Selected text:
History of Woman Suffrage, Volume III – Matilda Joslyn Gage, Elizabeth Cady Stanton, Susan B. Anthony – The labors of those who have edited these volumes are not only finished as far as this work extends, but if three-score years and ten be the usual limit of human life, all our earthly endeavors must end in the near future. After faithfully collecting material for several years, and making the best selections our judgment has dictated, we are painfully conscious of many imperfections the critical reader will perceive. But since stereotype plates will not reflect our growing sense of perfection, the lavish praise of friends as to the merits of these pages will have its antidote in the defects we ourselves discover. We may however without egotism express the belief that this volume will prove specially interesting in having a large number of contributors from England, France, Canada and the United States, giving personal experiences and the progress of legislation in their respective localities.

Questions:
[1] According to the woman suffrage preface, which countries are the volume's contributors from?
[2] Carry on the woman suffrage preface from its last sentence.

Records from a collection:
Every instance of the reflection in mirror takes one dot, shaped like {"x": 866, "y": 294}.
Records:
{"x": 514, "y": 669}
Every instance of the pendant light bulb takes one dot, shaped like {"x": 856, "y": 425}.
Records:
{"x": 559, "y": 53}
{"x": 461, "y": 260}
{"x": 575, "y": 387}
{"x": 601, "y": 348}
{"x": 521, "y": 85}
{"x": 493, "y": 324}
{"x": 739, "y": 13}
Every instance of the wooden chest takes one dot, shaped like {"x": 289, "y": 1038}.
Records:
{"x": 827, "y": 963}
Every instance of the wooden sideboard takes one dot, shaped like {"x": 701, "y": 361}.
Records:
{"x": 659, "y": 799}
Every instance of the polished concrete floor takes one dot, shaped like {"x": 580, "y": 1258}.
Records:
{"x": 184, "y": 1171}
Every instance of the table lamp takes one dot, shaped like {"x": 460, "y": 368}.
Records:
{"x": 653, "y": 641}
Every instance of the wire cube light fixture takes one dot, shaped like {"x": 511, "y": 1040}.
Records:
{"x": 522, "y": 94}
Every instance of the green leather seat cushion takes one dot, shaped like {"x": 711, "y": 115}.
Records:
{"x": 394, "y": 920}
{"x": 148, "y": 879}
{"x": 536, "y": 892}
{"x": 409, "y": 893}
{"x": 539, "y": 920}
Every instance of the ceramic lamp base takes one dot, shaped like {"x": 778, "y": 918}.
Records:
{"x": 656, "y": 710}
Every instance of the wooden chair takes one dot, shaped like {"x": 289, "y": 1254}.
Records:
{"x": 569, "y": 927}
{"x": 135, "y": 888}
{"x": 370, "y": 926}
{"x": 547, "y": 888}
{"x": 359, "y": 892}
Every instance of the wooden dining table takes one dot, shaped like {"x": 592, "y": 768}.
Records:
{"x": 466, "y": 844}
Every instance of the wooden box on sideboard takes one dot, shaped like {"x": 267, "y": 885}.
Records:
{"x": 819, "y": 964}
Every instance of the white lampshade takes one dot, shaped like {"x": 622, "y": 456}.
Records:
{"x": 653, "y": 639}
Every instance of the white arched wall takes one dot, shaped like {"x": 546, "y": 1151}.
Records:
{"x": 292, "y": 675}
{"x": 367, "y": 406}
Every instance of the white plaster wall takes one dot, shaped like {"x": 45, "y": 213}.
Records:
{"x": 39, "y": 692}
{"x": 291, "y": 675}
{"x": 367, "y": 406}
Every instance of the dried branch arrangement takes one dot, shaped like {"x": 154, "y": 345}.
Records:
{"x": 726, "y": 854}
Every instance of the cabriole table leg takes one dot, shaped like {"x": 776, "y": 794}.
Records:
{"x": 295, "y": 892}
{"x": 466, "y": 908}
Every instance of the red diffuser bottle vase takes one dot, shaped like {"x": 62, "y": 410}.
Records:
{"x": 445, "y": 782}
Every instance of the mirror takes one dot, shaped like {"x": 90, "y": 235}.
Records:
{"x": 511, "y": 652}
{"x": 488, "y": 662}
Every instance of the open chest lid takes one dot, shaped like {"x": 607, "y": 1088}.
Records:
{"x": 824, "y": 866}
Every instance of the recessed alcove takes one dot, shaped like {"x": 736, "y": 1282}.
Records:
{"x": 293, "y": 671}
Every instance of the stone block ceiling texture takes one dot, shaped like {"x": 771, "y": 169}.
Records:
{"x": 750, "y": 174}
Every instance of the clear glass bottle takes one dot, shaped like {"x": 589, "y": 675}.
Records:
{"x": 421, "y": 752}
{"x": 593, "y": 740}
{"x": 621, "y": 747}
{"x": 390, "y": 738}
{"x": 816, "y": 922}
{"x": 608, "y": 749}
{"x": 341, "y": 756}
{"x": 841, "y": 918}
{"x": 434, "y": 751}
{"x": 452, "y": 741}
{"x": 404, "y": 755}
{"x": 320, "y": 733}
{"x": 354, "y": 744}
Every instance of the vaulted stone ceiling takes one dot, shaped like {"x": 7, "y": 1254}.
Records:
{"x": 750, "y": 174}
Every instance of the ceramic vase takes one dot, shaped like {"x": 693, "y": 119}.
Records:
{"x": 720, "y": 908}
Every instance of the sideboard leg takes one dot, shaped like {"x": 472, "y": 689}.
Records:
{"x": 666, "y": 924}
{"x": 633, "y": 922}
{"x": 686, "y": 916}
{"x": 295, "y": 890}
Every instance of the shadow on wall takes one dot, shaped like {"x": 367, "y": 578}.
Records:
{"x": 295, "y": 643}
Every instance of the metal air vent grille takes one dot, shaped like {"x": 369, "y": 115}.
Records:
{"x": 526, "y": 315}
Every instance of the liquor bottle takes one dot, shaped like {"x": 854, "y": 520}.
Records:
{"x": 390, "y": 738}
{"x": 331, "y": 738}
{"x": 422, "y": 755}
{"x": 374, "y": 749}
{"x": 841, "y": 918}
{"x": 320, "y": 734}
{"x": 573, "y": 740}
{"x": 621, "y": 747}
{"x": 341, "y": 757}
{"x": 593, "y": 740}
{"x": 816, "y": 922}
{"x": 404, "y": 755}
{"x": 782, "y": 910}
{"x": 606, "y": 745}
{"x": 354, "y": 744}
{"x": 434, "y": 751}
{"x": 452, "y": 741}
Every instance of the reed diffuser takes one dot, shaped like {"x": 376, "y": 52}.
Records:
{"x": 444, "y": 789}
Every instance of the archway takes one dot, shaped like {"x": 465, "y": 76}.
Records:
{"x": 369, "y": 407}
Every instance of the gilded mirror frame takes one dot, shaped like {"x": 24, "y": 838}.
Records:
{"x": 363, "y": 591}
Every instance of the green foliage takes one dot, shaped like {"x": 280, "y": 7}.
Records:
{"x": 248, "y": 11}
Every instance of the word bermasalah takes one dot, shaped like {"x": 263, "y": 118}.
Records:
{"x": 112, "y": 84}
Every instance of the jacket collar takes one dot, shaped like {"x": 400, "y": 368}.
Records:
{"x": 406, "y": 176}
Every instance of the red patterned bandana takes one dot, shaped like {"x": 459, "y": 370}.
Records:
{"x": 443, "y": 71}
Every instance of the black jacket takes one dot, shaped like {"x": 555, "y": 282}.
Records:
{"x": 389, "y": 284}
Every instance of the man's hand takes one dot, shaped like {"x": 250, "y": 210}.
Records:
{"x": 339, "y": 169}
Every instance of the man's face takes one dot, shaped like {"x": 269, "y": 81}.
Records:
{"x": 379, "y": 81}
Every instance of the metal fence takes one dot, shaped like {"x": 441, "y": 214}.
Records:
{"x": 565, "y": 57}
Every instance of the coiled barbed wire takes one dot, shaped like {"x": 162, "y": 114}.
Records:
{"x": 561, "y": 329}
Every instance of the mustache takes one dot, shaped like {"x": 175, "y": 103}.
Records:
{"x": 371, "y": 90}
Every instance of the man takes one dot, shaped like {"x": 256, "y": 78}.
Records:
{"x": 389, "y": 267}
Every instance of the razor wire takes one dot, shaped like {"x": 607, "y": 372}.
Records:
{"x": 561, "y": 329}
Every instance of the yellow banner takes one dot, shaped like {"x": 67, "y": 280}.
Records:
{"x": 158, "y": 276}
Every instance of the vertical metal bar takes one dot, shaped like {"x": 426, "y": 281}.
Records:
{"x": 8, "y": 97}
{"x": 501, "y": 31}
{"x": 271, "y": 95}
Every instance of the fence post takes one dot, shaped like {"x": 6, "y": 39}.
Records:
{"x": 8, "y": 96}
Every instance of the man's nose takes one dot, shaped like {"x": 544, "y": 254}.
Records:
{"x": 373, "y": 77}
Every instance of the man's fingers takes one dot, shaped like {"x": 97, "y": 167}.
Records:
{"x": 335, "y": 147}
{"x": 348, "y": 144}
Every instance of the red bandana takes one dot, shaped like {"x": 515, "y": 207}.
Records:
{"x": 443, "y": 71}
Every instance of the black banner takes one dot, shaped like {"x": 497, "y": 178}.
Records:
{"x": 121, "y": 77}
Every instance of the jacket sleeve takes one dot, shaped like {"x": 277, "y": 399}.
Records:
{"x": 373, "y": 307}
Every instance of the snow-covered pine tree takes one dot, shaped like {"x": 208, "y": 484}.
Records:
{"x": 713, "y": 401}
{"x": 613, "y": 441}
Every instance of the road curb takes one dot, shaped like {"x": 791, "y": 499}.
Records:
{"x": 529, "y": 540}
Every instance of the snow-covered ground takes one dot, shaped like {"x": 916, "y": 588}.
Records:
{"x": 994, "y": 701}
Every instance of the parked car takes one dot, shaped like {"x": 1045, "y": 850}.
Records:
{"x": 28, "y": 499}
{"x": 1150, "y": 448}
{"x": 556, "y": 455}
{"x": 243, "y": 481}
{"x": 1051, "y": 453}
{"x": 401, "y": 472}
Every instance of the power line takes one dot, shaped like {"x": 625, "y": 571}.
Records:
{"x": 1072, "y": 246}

Responses in order:
[1] England, France, Canada and the United States.

[2]
One of the greatest minds of the century has thrown a ray of light on this gloomy picture by tracing the origin of woman’s slavery to the same principle of selfishness and love of power in man that has thus far dominated all weaker nations and classes. This brings hope of final emancipation, for as all nations and classes are gradually, one after another, asserting and maintaining their independence, the path is clear for woman to follow. The slavish instinct of an oppressed class has led her to toil patiently through the ages, giving all and asking little, cheerfully sharing with man all perils and privations by land and sea, that husband and sons might attain honor and success. Justice and freedom for herself is her latest and highest demand.
Another writer asserts that the tyranny of man over woman has its roots, after all, in his nobler feelings; his love, his chivalry, and his desire to protect woman in the barbarous periods of pillage, lust, and war. But wherever the roots may be traced, the results at this hour are equally disastrous to woman. Her best interests and happiness do not seem to have been consulted in the arrangements made for her protection. She has been bought and sold, caressed and crucified at the will and pleasure of her master. But if a chivalrous desire to protect woman has always been the mainspring of man’s dominion over her, it should have prompted him to place in her hands the same weapons of defense he has found to be most effective against wrong and oppression.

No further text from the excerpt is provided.